(Entries from a dataset)
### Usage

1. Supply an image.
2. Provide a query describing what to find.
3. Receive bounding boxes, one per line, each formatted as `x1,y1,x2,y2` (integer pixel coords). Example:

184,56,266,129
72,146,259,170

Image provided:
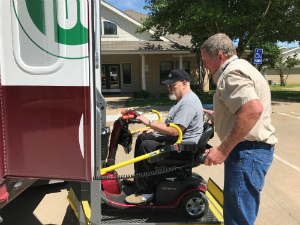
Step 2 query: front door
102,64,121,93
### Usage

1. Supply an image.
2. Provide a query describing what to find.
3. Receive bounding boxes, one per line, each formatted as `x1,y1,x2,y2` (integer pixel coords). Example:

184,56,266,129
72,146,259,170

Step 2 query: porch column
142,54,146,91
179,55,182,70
--
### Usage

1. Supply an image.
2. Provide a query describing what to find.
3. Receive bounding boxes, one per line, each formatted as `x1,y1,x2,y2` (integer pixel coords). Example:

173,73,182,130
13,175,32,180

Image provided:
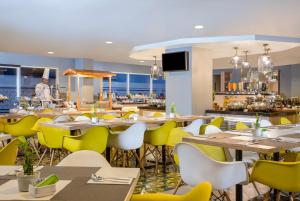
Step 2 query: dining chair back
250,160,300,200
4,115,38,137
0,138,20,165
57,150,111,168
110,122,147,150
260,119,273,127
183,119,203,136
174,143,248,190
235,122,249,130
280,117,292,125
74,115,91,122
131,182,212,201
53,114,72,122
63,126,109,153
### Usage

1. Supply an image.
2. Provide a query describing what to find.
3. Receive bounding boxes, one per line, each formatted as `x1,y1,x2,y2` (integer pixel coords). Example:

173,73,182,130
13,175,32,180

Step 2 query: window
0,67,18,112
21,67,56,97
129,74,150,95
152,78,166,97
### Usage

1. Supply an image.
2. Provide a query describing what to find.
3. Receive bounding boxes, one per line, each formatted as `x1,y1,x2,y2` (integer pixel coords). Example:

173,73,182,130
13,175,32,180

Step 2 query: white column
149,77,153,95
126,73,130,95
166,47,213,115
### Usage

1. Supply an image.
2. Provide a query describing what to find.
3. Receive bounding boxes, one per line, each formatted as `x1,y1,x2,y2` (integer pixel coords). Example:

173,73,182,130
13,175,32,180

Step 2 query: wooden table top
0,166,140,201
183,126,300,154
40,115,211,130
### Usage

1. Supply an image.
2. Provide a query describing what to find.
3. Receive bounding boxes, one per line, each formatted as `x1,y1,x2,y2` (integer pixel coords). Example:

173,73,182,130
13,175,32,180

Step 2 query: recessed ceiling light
--
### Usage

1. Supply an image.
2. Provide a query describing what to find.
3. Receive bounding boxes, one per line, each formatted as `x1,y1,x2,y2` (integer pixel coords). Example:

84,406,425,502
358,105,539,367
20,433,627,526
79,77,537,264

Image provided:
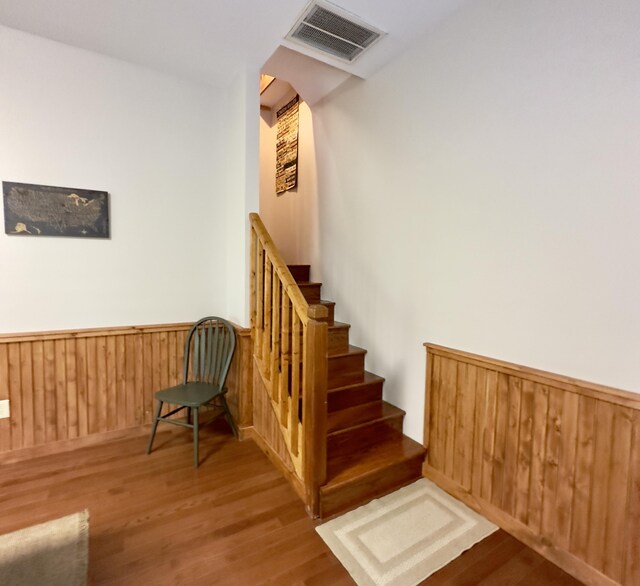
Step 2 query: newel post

> OBJECTIVE:
Gather every line of the listing that contains the string "column" and copy those lines out.

> COMPLETED TASK:
Step 2 query: porch column
Step 2 query: white column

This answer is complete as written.